SET PROBLEM 1:
Check the math thread below against statements (a), (b), and (c), and mark each one yes or no. Back up every verdict with the exact words from the thread that settle it.
(a) For every prime greater than 3, the sum of the squares modulo that prime is 0.
(b) The question asks for a more modular proof when the prime is congruent to 1 modulo 4.
(c) The second proof relies on multiplication by a modulo p being a permutation.

PAGE TEXT:
———

For a prime $p>3$ the sum of the squares $\pmod p$ is $0$. Indeed, we have $$\sum_{k=1}^{p-1} k^2=\dfrac{p(p-1)(2p-1)}6\equiv 0\pmod p$$
But for $p\equiv 1\pmod 4$ we have that $-1$ is a square $\pmod p$, so the result also follows. (If $a$ is a square then $-a$ is also a different square, so the sum is $0$).
Question: Is there any 'more modular' proof for $p\equiv 3\pmod 4$?
If $p$ is an odd prime, the non-zero squares are exactly the roots of $x^{(p-1)/2}-1,$ and so, when $(p-1)/2>1,$ the sum of the roots is zero. Your sum is twice the sum.
More generally, if $j$ is not a multiple of $p-1,$ then $$\sum_{k=1}^{p-1} k^j\equiv 0\pmod p$$
This is because the non-zero perfect $j$-th powers modulo $p$ are the roots of $x^{(p-1)/\gcd(j,p-1)}-1,$ and the sum is some multiple of the sum of the roots of this polynomial.
Another proof can just take any $1\leq a\leq p-1,$ multiplication by $a$ modulo $p$ is a permutation, and you get:
$$\sum_k k^2\equiv\sum_k (ak)^2=a^2\sum k^2\pmod p$$
So if $p>3$ there is a non-zero $a^2$ which is not $1,$ and thus the sum must be zero, modulo $p.$
That same works for the generalization - if there is an $a$ with $a^j\not\equiv0,1\pmod p,$ the the sum of the $j$th powers must be zero, modulo $p.$

———

MATERIAL:
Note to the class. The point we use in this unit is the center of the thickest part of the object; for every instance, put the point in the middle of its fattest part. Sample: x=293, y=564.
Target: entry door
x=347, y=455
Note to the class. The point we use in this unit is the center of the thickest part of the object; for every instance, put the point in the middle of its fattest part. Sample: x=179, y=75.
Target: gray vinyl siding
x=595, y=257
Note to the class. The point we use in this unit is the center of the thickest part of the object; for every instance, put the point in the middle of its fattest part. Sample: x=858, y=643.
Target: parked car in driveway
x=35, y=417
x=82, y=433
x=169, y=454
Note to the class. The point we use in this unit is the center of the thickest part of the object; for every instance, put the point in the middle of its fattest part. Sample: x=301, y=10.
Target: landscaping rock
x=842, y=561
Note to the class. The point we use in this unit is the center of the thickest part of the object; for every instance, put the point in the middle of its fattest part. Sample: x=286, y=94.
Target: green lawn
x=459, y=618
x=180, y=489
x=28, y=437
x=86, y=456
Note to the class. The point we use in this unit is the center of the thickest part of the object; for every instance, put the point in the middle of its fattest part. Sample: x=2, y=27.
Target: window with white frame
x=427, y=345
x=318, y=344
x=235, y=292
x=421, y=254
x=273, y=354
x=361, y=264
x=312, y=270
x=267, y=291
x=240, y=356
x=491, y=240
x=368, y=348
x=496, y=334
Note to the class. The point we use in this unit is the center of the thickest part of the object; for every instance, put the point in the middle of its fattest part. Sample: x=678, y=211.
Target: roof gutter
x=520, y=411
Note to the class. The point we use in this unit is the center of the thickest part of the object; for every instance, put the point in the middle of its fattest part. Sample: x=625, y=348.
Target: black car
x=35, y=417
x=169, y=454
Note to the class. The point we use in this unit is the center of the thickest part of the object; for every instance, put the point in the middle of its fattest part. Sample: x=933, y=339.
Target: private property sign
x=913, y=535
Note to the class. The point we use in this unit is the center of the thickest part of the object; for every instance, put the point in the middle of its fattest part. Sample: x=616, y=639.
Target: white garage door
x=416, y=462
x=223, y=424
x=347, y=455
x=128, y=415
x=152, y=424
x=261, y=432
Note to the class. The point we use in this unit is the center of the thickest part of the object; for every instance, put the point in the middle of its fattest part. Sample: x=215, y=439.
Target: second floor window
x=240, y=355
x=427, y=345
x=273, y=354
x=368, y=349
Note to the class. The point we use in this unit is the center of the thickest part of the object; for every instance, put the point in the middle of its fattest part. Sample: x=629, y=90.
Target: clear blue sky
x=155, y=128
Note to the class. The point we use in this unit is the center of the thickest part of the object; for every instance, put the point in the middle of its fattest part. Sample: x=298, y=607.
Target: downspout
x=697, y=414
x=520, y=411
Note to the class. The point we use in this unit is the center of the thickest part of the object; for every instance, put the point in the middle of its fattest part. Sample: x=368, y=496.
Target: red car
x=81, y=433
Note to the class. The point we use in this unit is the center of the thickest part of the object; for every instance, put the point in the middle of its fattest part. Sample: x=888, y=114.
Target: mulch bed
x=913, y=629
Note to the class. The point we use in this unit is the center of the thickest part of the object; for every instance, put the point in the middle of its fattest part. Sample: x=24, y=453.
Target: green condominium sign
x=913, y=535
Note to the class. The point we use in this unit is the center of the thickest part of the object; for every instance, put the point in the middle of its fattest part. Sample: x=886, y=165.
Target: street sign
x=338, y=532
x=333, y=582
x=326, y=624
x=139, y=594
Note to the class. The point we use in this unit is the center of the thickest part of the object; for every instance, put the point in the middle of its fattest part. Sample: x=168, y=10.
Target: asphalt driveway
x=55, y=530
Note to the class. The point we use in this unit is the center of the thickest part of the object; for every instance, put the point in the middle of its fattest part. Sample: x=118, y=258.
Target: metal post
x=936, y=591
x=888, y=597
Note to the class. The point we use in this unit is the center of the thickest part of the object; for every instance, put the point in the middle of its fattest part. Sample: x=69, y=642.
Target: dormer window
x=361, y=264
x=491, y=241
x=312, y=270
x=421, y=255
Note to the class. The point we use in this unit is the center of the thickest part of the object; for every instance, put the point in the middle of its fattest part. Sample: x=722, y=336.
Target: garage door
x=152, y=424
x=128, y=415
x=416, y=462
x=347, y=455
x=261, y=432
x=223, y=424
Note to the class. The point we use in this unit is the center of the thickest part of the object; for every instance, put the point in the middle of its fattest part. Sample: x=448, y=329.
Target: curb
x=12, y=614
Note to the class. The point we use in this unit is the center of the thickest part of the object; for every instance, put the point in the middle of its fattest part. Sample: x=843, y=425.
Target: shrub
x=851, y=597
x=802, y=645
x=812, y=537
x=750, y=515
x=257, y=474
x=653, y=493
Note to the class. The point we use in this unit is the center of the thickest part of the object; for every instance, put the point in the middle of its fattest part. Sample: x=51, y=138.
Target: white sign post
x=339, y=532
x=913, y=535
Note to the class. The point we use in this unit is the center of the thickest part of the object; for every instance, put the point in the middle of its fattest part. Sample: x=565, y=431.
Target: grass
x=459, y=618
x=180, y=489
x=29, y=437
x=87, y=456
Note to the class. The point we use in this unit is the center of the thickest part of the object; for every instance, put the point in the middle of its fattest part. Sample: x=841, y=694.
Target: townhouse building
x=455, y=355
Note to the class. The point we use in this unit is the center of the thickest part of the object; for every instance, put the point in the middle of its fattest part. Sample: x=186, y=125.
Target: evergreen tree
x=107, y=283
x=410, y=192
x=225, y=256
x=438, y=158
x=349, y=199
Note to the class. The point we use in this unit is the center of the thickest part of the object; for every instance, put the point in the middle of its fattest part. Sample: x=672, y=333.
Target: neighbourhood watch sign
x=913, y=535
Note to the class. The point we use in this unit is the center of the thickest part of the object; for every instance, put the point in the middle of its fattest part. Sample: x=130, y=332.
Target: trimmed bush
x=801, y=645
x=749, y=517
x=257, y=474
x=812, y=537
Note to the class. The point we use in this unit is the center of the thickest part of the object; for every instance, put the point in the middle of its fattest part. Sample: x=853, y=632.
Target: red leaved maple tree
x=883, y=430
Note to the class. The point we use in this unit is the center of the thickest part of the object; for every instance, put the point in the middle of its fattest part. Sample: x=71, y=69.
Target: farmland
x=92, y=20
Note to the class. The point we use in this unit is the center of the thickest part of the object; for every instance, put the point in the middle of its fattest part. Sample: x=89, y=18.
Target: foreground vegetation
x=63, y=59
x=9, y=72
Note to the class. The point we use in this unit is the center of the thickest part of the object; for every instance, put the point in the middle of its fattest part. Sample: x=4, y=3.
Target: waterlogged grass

———

SET PROBLEM 2: Reproduce the records line for line. Begin at the line that has "Sample: x=186, y=125." and keep going until the last line of the records.

FULL ANSWER 1:
(a) Yes: "For a prime $p>3$ the sum of the squares $\pmod p$ is $0$."
(b) No: "Is there any 'more modular' proof for $p\equiv 3\pmod 4$?"
(c) Yes: "multiplication by $a$ modulo $p$ is a permutation"

FULL ANSWER 2:
Note to the class. The point we use in this unit is the center of the thickest part of the object; for every instance, put the point in the middle of its fattest part. Sample: x=186, y=125.
Target: evergreen tree
x=107, y=283
x=410, y=192
x=225, y=256
x=438, y=158
x=349, y=199
Note to the class. The point we use in this unit is the center of the thickest part of the object; for every instance, put the point in the middle of its fattest part. Sample: x=672, y=333.
Target: neighbourhood watch sign
x=913, y=535
Note to the class. The point we use in this unit is the center of the thickest part of the object; for every instance, put the point in the middle of its fattest part. Sample: x=130, y=332.
Target: trimmed bush
x=801, y=645
x=749, y=517
x=257, y=474
x=812, y=537
Note to the class. The point we use in this unit is the center of the thickest part of the object; for every instance, put the point in the middle of its fattest part. Sample: x=853, y=632.
Target: red leaved maple tree
x=883, y=430
Note to the class. The point we use in this unit is the center of the thickest part of the object; for every instance, put the point in the middle of its fattest part. Sample: x=71, y=69.
Target: farmland
x=92, y=20
Note to the class. The point we use in this unit is the center of the thickest part of the object; for every instance, put the point in the middle of its fattest part. Sample: x=89, y=18.
Target: foreground vegetation
x=63, y=59
x=9, y=72
Note to the class. The point we use in this unit is the center of the thickest part of the object; for every instance, put the point in the middle of its fattest part. Sample: x=4, y=3.
Target: waterlogged grass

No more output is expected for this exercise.